**What is being asked**
Reproduce the records word for word, from the very start through the line containing "column 971, row 415", including that line.

*** Dataset rows

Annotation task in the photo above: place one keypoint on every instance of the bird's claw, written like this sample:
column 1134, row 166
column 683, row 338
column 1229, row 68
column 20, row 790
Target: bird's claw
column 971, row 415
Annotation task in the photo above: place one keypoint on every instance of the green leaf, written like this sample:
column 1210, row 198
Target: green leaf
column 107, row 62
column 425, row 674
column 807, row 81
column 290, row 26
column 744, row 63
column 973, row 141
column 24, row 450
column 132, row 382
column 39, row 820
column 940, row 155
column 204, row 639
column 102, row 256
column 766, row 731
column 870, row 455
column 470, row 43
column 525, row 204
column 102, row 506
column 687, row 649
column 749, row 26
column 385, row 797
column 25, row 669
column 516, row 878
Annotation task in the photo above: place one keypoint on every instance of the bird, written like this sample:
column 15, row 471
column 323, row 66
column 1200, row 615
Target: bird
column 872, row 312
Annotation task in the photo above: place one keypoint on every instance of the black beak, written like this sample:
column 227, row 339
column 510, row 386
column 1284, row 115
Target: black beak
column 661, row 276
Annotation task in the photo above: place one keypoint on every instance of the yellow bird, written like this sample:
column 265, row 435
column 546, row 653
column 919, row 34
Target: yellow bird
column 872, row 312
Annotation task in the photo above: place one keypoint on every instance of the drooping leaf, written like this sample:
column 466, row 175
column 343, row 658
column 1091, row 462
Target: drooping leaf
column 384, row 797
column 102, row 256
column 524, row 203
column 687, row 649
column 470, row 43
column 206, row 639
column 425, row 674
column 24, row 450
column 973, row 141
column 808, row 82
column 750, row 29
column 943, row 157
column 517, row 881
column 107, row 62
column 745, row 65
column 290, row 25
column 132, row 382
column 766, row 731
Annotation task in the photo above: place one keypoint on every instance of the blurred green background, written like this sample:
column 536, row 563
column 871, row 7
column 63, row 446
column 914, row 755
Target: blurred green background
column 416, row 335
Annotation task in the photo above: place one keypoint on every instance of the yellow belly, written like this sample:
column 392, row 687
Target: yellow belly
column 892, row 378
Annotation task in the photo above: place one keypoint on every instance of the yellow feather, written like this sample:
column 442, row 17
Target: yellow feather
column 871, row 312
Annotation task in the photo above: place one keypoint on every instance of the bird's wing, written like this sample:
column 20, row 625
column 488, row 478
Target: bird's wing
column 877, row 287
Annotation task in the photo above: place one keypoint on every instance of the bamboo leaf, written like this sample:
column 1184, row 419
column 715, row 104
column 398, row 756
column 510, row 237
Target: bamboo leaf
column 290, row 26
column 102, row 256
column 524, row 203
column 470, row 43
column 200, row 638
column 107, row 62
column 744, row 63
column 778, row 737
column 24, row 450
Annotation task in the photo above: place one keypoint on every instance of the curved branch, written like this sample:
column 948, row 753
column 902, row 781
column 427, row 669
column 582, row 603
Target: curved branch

******

**Finished exercise**
Annotation task in the photo above: place one keypoint on every instance of the bird's claw, written like this sample:
column 1134, row 166
column 683, row 338
column 1229, row 68
column 20, row 790
Target: bird's claw
column 971, row 415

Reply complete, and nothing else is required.